-------- Given text
Lifestyle Changes Lead to Weight Loss and Fewer Medical Problems
Story and Photoby Harry Jackson Jr. Harry.
Posted Feb 22, 2013
Deloris Brown, 46, said the most important part of her losing more than 70 pounds was making the decision.
She had some help, though. She wrestled with pre-diabetes, asthma and an autoimmune disease that often saw her in an emergency room as her immune system turned on her.
But that's over, now, she said.
"I can't remember when I last used my inhaler," Brown said. "And I'm saving money because I haven't had to buy the asthma medicine -- and that was $140 for 30 pills."
She put on pounds over the years because of her diet, which included a lot of stress eating and fried food, and the Prednisone, a drug she took for asthma and to fight off the autoimmune reactions. Weight gain and high blood glucose levels are a side effect of the drug.
Brown used a weight-loss method that scares a lot of people: She changed her diet, ate less and exercises nearly every day.
----------------
-------- Records provided
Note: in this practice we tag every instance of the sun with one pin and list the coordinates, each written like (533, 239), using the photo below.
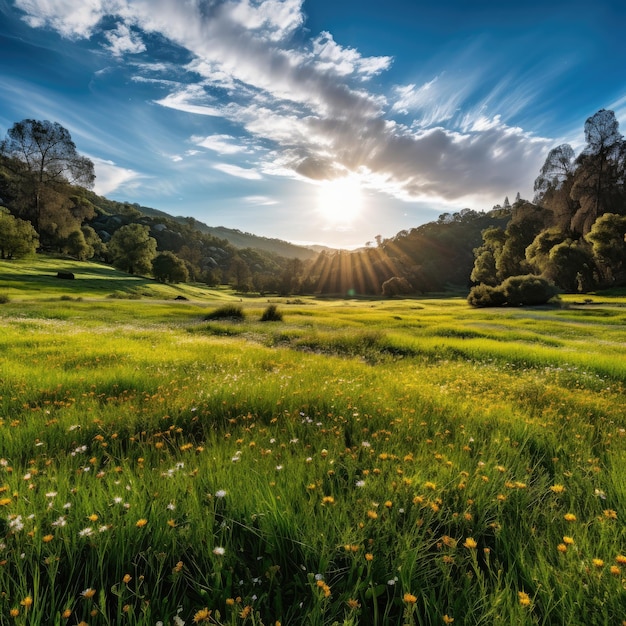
(340, 201)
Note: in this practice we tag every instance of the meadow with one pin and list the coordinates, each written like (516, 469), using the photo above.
(373, 462)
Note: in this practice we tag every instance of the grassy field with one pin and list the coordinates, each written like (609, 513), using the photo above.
(359, 462)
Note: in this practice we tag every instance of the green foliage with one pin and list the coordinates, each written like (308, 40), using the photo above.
(396, 286)
(526, 290)
(226, 311)
(132, 249)
(18, 238)
(168, 268)
(170, 470)
(271, 314)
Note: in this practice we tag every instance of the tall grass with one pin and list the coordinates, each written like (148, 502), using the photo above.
(361, 463)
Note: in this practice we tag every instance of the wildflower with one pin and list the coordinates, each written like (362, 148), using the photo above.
(202, 615)
(470, 543)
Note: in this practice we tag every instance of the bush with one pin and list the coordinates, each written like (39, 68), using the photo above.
(228, 311)
(526, 290)
(272, 314)
(485, 295)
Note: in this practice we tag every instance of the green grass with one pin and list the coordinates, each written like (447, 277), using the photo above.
(327, 469)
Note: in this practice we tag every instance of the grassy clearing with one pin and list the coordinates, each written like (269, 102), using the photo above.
(391, 462)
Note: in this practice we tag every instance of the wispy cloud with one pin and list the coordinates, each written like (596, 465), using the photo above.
(307, 104)
(239, 172)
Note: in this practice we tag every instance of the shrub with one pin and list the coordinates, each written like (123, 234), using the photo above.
(485, 295)
(514, 291)
(272, 314)
(228, 311)
(527, 290)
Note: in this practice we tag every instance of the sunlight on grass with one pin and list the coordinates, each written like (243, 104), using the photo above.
(365, 462)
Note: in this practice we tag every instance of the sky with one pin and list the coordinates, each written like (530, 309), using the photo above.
(314, 121)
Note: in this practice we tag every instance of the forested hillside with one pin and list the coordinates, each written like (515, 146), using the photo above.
(571, 236)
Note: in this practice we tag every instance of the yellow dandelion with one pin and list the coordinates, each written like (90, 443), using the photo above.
(470, 543)
(202, 615)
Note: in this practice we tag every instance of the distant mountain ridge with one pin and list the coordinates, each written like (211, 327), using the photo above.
(240, 239)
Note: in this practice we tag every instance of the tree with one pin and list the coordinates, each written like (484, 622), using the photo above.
(43, 158)
(132, 249)
(167, 267)
(17, 237)
(598, 170)
(608, 240)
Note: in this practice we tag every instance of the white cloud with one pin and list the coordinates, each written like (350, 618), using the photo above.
(111, 177)
(305, 104)
(222, 144)
(122, 41)
(239, 172)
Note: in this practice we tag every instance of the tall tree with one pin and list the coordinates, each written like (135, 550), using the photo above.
(17, 237)
(132, 249)
(597, 173)
(44, 160)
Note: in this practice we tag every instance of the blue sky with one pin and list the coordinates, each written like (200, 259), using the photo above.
(320, 121)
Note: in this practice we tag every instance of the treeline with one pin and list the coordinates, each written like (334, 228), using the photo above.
(570, 237)
(573, 235)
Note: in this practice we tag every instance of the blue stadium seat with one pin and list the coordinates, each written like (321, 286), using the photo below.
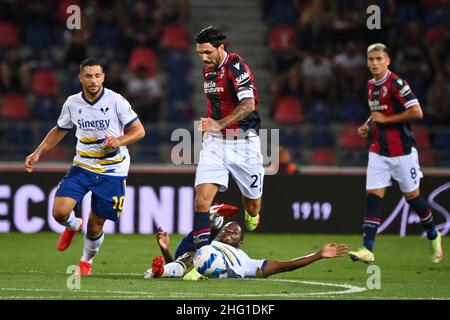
(290, 138)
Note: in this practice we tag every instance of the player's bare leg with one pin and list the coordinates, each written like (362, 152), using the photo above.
(63, 213)
(252, 208)
(421, 207)
(92, 242)
(204, 196)
(370, 226)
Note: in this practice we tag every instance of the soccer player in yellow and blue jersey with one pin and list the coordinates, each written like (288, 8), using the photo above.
(105, 125)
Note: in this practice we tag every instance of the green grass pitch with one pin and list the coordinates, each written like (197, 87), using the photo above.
(32, 268)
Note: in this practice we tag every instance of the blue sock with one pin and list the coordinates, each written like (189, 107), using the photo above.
(201, 230)
(371, 220)
(422, 208)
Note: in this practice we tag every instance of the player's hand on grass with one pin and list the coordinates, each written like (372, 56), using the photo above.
(163, 239)
(333, 250)
(30, 160)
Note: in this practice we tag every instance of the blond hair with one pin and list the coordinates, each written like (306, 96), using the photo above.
(378, 47)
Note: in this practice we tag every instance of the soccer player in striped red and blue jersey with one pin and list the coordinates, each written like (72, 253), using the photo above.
(231, 142)
(392, 152)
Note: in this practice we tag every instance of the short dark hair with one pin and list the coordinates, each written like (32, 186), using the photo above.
(88, 63)
(213, 35)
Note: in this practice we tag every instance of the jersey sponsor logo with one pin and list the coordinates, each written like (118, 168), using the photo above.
(375, 105)
(211, 87)
(242, 78)
(94, 124)
(405, 90)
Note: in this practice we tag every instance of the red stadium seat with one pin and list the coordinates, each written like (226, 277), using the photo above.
(14, 106)
(288, 110)
(280, 37)
(175, 36)
(143, 57)
(323, 157)
(349, 139)
(8, 34)
(43, 83)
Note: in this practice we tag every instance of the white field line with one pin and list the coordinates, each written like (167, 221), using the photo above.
(347, 289)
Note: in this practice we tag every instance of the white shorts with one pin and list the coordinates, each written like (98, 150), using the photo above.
(242, 158)
(404, 169)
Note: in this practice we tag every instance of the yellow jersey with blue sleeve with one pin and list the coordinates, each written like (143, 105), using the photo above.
(108, 115)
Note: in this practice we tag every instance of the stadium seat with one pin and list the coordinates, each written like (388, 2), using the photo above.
(8, 34)
(321, 138)
(319, 112)
(349, 139)
(143, 57)
(38, 36)
(322, 157)
(281, 13)
(290, 138)
(175, 36)
(280, 37)
(14, 106)
(288, 110)
(43, 83)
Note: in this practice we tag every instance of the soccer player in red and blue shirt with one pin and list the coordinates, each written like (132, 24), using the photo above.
(392, 154)
(231, 143)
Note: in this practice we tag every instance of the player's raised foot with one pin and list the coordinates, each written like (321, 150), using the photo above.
(436, 249)
(251, 223)
(85, 268)
(224, 210)
(65, 239)
(363, 255)
(157, 269)
(194, 275)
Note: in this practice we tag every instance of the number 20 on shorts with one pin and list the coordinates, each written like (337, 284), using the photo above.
(118, 202)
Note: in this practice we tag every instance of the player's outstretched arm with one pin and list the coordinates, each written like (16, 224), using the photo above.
(133, 133)
(162, 238)
(54, 136)
(330, 250)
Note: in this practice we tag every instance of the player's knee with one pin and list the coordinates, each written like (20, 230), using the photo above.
(253, 208)
(202, 203)
(60, 214)
(411, 195)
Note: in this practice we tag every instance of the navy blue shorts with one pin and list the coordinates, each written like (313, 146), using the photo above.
(108, 193)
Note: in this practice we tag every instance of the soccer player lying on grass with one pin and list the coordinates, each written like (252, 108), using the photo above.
(236, 263)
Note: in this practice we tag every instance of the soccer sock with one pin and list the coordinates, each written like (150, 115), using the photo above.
(201, 230)
(422, 208)
(71, 222)
(91, 248)
(173, 269)
(371, 220)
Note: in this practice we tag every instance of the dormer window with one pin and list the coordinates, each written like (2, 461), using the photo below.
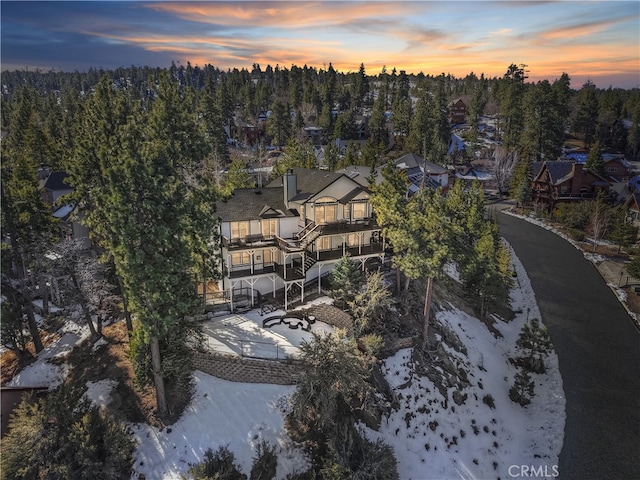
(326, 210)
(239, 230)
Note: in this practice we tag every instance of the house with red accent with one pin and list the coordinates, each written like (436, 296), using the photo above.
(457, 111)
(565, 181)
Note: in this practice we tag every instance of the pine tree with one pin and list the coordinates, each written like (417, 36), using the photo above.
(346, 280)
(511, 91)
(543, 132)
(152, 212)
(622, 232)
(595, 162)
(279, 123)
(212, 124)
(329, 398)
(236, 177)
(522, 389)
(520, 185)
(587, 113)
(370, 304)
(63, 436)
(441, 131)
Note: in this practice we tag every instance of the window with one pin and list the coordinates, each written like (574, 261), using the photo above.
(352, 240)
(326, 213)
(323, 243)
(269, 227)
(359, 209)
(240, 258)
(239, 230)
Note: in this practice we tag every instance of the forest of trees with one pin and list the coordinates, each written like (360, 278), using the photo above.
(144, 149)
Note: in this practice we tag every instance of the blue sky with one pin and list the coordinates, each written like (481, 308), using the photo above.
(592, 40)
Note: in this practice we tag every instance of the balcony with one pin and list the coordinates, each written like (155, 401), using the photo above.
(250, 241)
(339, 252)
(288, 273)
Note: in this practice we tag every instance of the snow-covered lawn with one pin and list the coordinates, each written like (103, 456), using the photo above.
(244, 335)
(473, 440)
(241, 415)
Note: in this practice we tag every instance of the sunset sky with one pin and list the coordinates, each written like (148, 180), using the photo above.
(596, 40)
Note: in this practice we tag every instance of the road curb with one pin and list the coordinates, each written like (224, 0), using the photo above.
(633, 316)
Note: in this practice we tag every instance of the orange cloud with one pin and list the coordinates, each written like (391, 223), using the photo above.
(283, 14)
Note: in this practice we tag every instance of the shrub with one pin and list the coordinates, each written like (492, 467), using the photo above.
(522, 389)
(265, 463)
(218, 465)
(633, 267)
(535, 342)
(488, 400)
(64, 436)
(576, 235)
(371, 345)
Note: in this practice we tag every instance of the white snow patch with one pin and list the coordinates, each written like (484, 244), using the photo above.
(99, 393)
(221, 413)
(423, 430)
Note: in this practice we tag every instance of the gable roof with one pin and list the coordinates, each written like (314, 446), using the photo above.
(411, 160)
(309, 182)
(559, 171)
(633, 201)
(358, 173)
(252, 204)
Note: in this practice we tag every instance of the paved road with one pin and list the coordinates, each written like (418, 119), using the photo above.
(598, 350)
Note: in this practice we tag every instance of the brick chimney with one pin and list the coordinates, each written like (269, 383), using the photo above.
(290, 186)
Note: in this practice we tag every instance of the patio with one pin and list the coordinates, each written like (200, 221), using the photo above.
(244, 335)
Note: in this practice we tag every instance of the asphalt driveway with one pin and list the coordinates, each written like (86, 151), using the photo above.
(598, 349)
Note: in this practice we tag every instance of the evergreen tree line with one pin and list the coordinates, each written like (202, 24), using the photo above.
(139, 177)
(406, 109)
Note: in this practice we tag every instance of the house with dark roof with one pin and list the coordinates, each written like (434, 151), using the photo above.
(565, 181)
(293, 231)
(420, 173)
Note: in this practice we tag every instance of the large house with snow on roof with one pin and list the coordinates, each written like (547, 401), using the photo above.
(292, 232)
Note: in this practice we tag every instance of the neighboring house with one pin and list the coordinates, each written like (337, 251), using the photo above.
(416, 167)
(632, 205)
(457, 111)
(469, 173)
(54, 186)
(617, 169)
(360, 174)
(562, 181)
(293, 231)
(70, 227)
(313, 134)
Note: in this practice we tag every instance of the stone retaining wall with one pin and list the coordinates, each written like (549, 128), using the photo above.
(248, 370)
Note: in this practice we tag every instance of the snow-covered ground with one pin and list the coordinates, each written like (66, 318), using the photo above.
(243, 334)
(241, 415)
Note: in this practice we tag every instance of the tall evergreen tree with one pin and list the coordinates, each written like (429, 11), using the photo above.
(543, 132)
(279, 123)
(587, 113)
(595, 162)
(511, 90)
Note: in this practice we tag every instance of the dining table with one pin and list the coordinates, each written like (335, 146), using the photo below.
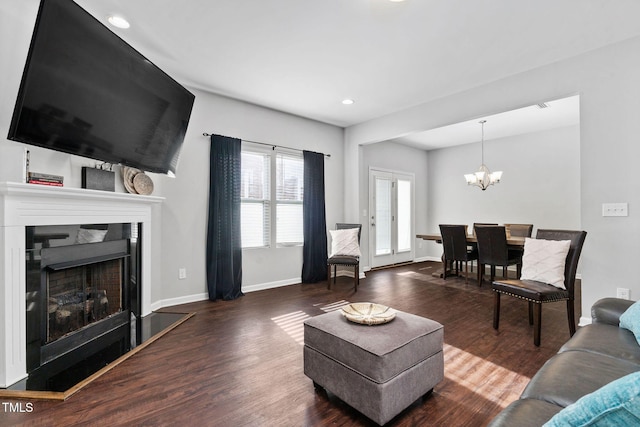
(513, 242)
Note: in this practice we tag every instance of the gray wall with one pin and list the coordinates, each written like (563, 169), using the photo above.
(184, 210)
(180, 226)
(607, 82)
(540, 183)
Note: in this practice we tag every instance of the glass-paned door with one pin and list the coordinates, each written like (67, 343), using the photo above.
(391, 217)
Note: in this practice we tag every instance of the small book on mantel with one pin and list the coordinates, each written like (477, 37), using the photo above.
(45, 179)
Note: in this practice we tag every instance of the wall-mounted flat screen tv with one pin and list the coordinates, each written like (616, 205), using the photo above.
(85, 91)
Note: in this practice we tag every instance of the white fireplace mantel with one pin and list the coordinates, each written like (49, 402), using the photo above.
(24, 205)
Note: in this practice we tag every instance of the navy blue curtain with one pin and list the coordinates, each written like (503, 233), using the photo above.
(224, 245)
(314, 250)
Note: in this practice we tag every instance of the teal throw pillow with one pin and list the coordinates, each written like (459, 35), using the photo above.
(630, 320)
(615, 404)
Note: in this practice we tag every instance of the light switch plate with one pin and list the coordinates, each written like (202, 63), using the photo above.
(615, 209)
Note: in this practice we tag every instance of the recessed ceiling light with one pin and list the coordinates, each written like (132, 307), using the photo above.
(118, 21)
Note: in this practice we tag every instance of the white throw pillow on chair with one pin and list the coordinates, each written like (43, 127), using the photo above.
(345, 242)
(544, 261)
----------------
What is needed => Extend the story about Deloris Brown's weight loss, picking up right after its final sentence. These records were taken from a separate source.

Answer for this exercise =>
Brown decided in mid-2011 to lose weight, when she saw the first announcement for a new program called "Tread the Med" at the Washington University School of Medicine where Brown works.
"I'd been wanting to lose weight, so (friends and co-worker) formed a team to participate," she said. The program assigned participants to walk 10,000 steps a day by walking around the hospital campus and other walking.
Tread the Med was "an initiative to get employees up and walking so they could have exercise in their daily lives," said Betsy Snyder, wellness coordinator for Washington University School of Medicine. "We chose walking because so many people can do it and it's so easy to do, the benefits are numerous and it leads to a less stressful walk."
Each participant gets a pedometer with a goal of 10,000 steps per day for 100 days, Snyder said. People can build up to the goal while some are able to do 10,000 steps, she said.
"The purpose was that if you walk or do anything for 100 days, it becomes a habit," she said. "Hopefully people continue walking after the program."
That's what Brown did. She joined the first session more than a year ago, then joined the second session.
During that second session, though, she had an asthma attack that set off the autoimmune disease. She had hives, rashes and other things that came with allergy attacks plus the asthma, she said.
"I knew then I had to lose weight, something to get my health under control," she said.
She approached a childhood friend, Briant K. Mitchell, who ran a fitness center in Jamestown Mall. "She came to me crying," he said. "I told her if she follows my program, she'll get rid of the weight and be healthier."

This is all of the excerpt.